▶ **Request 1**
Reproduce verbatim the part of the forum thread starting at "The slaughter of" and ending at "to be targets.".

[Source start]

When I was a kid, my relatives were still sawing ice from the pond at Bayside (Greenland, on the water) to stock up the ice house for summer. The family house there was built in 1741. The Weeks House, in town, dates to

1711, I think. It's now the library.
Reply to
Ed Huntress

Alas, it is a quandary. Less gun crime, maybe, but not less crime. Now Britain wants to control knives, and when there will still be crime, probably pointed sticks and rocks. Of course, the criminals will still have guns. Too bad that the only option for small weak people to defend themselves from criminals is...guns.

I'll stick with the freedom we have.

David

Reply to
David R. Birch

The slaughter of the American Civil War was not because of muskets but rather the use of tactics developed for muskets when the weapons employed were much more accurate rifles. A musket volley at a certain range caused far fewer casualties than rifles at the same range and eventually they ended up with trench warfare instead of lines of soldiers standing up to be targets.

David

Reply to
David R. Birch

Alas, it is a quandary. Less gun crime, maybe, but not less crime. Now Britain wants to control knives, and when there will still be crime, probably pointed sticks and rocks. Of course, the criminals will still have guns. Too bad that the only option for small weak people to defend themselves from criminals is...guns.

I'll stick with the freedom we have.

David

============================================================== [Ed]

I've spent two many years discussing this to have any energy left for it. I don't think the fight is over yet in the US. It will remain a real conflict issue in the cultural divide, and I expect it to get a lot hotter in coming years.

[Source end]
[Dataset entries start]

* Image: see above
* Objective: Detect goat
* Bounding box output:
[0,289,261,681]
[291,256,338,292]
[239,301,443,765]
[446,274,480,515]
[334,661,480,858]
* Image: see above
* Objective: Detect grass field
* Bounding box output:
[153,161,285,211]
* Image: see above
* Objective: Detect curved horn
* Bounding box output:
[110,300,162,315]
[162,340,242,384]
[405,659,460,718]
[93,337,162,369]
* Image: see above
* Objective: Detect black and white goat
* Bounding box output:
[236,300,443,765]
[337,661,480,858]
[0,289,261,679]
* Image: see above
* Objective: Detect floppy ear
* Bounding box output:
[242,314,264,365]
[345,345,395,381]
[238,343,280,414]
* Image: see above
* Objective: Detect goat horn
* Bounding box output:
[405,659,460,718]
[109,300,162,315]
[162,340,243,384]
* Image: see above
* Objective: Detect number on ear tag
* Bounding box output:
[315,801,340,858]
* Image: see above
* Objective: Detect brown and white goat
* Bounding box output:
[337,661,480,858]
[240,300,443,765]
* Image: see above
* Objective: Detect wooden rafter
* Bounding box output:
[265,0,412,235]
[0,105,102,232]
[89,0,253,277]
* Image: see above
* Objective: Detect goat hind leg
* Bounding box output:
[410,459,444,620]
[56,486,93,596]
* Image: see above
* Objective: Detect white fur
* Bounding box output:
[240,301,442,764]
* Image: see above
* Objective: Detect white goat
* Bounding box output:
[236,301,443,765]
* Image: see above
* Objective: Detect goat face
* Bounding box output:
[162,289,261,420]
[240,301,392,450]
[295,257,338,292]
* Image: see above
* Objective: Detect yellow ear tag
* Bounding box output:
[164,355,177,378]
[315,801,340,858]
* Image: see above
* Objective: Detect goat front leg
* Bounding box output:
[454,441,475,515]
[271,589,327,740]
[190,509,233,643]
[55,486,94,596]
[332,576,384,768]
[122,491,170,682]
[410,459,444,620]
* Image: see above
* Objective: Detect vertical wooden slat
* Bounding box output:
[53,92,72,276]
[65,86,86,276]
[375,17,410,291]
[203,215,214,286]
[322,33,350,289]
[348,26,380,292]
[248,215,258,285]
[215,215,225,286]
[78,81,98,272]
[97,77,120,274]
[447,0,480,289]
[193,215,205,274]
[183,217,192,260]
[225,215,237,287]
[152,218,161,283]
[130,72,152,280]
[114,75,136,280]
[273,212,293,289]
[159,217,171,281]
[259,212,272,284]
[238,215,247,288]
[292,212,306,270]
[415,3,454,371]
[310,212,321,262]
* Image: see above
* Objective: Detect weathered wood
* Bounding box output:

[Dataset entries end]

▶ **Request 2**
Rewrite the rows, starting at the first row and ending at the line containing "[240,301,442,764]", with each "Objective" renamed to "Target" and everything else left unchanged.

▶ **Full response 1**
The slaughter of the American Civil War was not because of muskets but rather the use of tactics developed for muskets when the weapons employed were much more accurate rifles. A musket volley at a certain range caused far fewer casualties than rifles at the same range and eventually they ended up with trench warfare instead of lines of soldiers standing up to be targets.

▶ **Full response 2**
* Image: see above
* Target: Detect goat
* Bounding box output:
[0,289,261,681]
[291,256,338,292]
[239,301,443,765]
[446,274,480,515]
[334,661,480,858]
* Image: see above
* Target: Detect grass field
* Bounding box output:
[153,161,285,211]
* Image: see above
* Target: Detect curved horn
* Bounding box output:
[110,300,162,315]
[162,340,242,384]
[405,659,460,718]
[93,337,162,369]
* Image: see above
* Target: Detect black and white goat
* Bounding box output:
[236,300,443,765]
[337,661,480,858]
[0,289,261,679]
* Image: see above
* Target: Detect floppy ear
* Bounding box output:
[242,314,264,365]
[345,345,395,381]
[238,343,280,414]
* Image: see above
* Target: Detect goat horn
* Bounding box output:
[405,659,460,718]
[109,300,162,315]
[162,340,243,384]
* Image: see above
* Target: Detect number on ear tag
* Bounding box output:
[315,801,340,858]
* Image: see above
* Target: Detect brown and white goat
* Bounding box output:
[337,661,480,858]
[240,300,443,765]
* Image: see above
* Target: Detect wooden rafter
* Bounding box output:
[265,0,412,235]
[0,105,102,232]
[89,0,253,277]
* Image: see above
* Target: Detect goat hind leg
* Bounding box output:
[410,459,444,620]
[56,486,93,596]
* Image: see above
* Target: Detect white fur
* Bounding box output:
[240,301,442,764]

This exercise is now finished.